----- Excerpted records
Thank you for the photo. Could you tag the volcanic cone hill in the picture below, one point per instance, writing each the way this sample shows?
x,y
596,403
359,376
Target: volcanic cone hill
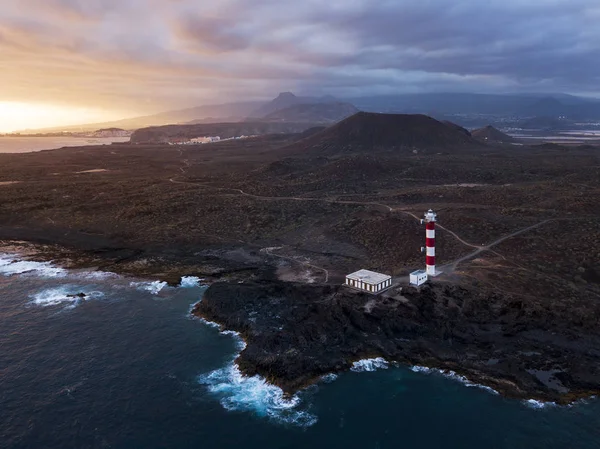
----------
Problem to solve. With the pictures excluded, the records are to be reproduced exactly.

Task result.
Thank you for the photo. Could you tag the volcanic cone hill in the picture below, one point per instance, writing each the way this sample shows?
x,y
596,403
359,376
Target: volcanic cone hill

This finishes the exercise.